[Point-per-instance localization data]
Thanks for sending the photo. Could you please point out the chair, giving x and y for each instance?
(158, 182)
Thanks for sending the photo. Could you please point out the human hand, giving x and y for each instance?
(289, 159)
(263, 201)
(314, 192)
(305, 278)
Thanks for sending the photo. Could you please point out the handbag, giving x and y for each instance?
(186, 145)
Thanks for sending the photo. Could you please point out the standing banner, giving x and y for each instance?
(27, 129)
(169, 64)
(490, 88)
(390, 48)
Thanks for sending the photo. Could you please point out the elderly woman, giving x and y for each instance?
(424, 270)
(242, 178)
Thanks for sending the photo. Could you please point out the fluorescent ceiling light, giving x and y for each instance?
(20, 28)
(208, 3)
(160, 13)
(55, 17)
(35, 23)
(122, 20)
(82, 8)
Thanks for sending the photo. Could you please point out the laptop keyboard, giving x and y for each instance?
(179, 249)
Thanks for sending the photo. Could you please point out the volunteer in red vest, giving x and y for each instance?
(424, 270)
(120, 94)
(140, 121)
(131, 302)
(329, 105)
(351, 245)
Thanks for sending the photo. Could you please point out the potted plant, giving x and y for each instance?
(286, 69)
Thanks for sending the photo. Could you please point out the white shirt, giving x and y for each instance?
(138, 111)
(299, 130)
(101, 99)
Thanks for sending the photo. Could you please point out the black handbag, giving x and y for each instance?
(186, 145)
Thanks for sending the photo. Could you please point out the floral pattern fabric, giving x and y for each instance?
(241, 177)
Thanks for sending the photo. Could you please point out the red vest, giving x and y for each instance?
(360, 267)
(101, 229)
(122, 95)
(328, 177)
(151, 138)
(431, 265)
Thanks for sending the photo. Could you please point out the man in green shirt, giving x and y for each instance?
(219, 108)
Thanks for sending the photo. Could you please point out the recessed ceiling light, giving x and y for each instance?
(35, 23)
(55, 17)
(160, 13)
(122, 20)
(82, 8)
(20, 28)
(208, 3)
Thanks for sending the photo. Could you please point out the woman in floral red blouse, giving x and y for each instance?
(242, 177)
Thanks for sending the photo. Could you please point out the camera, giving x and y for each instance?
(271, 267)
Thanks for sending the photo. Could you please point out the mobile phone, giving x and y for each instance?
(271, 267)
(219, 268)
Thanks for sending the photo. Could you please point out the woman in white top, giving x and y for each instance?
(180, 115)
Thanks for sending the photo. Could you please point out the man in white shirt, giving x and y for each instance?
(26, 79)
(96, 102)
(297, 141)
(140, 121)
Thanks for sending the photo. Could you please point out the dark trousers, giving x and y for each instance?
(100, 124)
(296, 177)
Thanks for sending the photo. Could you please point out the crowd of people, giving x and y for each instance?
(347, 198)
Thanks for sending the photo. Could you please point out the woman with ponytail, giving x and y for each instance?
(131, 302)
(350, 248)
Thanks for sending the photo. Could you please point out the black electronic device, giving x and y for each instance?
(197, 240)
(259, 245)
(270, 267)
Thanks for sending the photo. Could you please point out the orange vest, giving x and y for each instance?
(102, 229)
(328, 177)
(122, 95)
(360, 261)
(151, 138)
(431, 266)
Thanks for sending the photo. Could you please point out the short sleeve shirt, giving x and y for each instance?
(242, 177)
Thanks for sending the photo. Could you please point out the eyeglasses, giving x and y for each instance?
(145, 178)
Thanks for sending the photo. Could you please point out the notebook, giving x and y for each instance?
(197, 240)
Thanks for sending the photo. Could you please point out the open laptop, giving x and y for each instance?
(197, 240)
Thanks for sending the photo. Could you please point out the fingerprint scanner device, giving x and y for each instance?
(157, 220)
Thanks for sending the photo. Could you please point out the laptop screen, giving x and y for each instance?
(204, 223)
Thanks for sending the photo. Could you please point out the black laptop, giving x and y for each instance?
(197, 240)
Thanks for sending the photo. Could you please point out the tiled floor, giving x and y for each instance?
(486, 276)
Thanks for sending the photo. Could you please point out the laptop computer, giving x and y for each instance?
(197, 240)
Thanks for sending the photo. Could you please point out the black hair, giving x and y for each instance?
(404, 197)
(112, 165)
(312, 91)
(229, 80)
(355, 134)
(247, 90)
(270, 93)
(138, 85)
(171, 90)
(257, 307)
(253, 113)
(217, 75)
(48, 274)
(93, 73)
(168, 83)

** Task goal **
Each record must be restated word for word, including the last line.

** Output of the task **
Thanks for sending the photo. Could you please point out the chair, giving x and y for each instance?
(158, 182)
Thanks for sending the photo. Could you please point out the human hand, giving x and y for each instance?
(289, 159)
(263, 201)
(314, 192)
(305, 278)
Thanks for sending the photo. Could you please point out the handbag, giving x and y for each instance?
(186, 145)
Thanks for sending the photo. Could you please point out the standing banner, giving x and y for each instance?
(27, 129)
(169, 64)
(490, 88)
(390, 48)
Thanks for sending the photo. Could you please point out the elderly woman, giving x and y for each instance?
(424, 270)
(242, 178)
Thanks for sending the photo. Could you please point out the fluorescent ceiling light, giving x and y for each instance?
(20, 28)
(208, 3)
(160, 13)
(55, 17)
(35, 23)
(122, 20)
(82, 8)
Thanks for sending the photo. Could you please point out the laptop keyboard, giving x and y for each instance?
(179, 249)
Thanks for sending the photo. Could you please point out the volunteer in red vest, giving x and y for each instance?
(424, 270)
(120, 94)
(140, 121)
(131, 302)
(329, 105)
(351, 245)
Thanks for sending the photo. Could you please point out the potted plant, giving x and y for each instance?
(286, 69)
Thanks for sending the photo. Could you please point out the white shirt, giving x and y for each instance?
(138, 111)
(299, 130)
(101, 99)
Thanks for sending the photo. Could you please point out the black handbag, giving x and y for each instance?
(186, 145)
Thanks for sending the photo. Could you please point out the floral pattern fabric, giving x and y for each instance?
(241, 177)
Thanks for sending the photo. Could you please point out the red vest, giving x and y for each instance?
(360, 267)
(101, 229)
(122, 95)
(328, 177)
(151, 138)
(431, 265)
Thanks for sending the photo. Could you please point out the man in green shirt, giving x and y for each instance?
(219, 108)
Thanks for sending the photo. Could you please point out the recessed ceiling light, giving x and y for each instance?
(35, 23)
(55, 17)
(160, 13)
(122, 20)
(82, 8)
(20, 28)
(208, 3)
Thanks for sending the photo. Could you please point out the woman in floral red blouse, giving x and y for each instance?
(242, 177)
Thanks for sending the photo. Could you please point out the camera, giving x and y for each instance?
(271, 267)
Thanks for sending the photo. Could you please point out the mobile phone, giving x and y for each instance?
(271, 267)
(219, 268)
Thanks for sending the photo. Could you please point out the woman in white top, giving x and y for each instance?
(180, 115)
Thanks for sending the photo. Could you please point out the man in white shirt, giving x and y for each instance?
(26, 79)
(96, 102)
(297, 141)
(140, 121)
Thanks for sending the photo. Could you please point out the dark trousers, giving x and y for each instance?
(100, 124)
(296, 177)
Thanks for sending the photo. Could you please point out the crowd of people, giving x and y for each instance?
(347, 198)
Thanks for sending the photo. Could you please point out the woman with ponytail, giving x and y for each instance?
(131, 302)
(350, 248)
Thanks for sending the photo. Could you please point out the black electronic device, giving x and y for each instance?
(197, 240)
(259, 245)
(270, 267)
Thanks for sending the photo. Could you please point out the orange vest, giving x and y for each instance?
(102, 229)
(328, 177)
(122, 95)
(360, 261)
(151, 138)
(431, 266)
Thanks for sending the photo. Could you please point out the short sleeve shirt, giving x and y for each instance?
(242, 177)
Thanks for sending the photo. Could you please point out the eyeglasses, giving x and y for each instance?
(145, 178)
Thanks for sending the photo. Could you please point out the notebook, giving x and y for each instance?
(197, 240)
Thanks for sending the photo. Could you please point out the open laptop, giving x and y for each instance?
(197, 240)
Thanks for sending the photo. Could you please point out the fingerprint scanner device, giving x and y for each instance?
(157, 220)
Thanks for sending the photo. Could you please point out the laptop screen, giving x and y for each instance?
(204, 223)
Thanks for sending the photo. Could you please point out the black laptop, giving x and y for each instance?
(197, 240)
Thanks for sending the photo. Could you please point out the tiled floor, giving x and y for each instance?
(486, 276)
Thanks for sending the photo. Could you please point out the laptop computer, giving x and y for each instance?
(197, 240)
Thanks for sending the photo. Could you please point out the black hair, giving x and y for each instance?
(404, 197)
(112, 165)
(312, 91)
(229, 80)
(355, 134)
(247, 90)
(270, 93)
(138, 85)
(171, 90)
(257, 307)
(253, 113)
(217, 75)
(48, 274)
(93, 73)
(168, 83)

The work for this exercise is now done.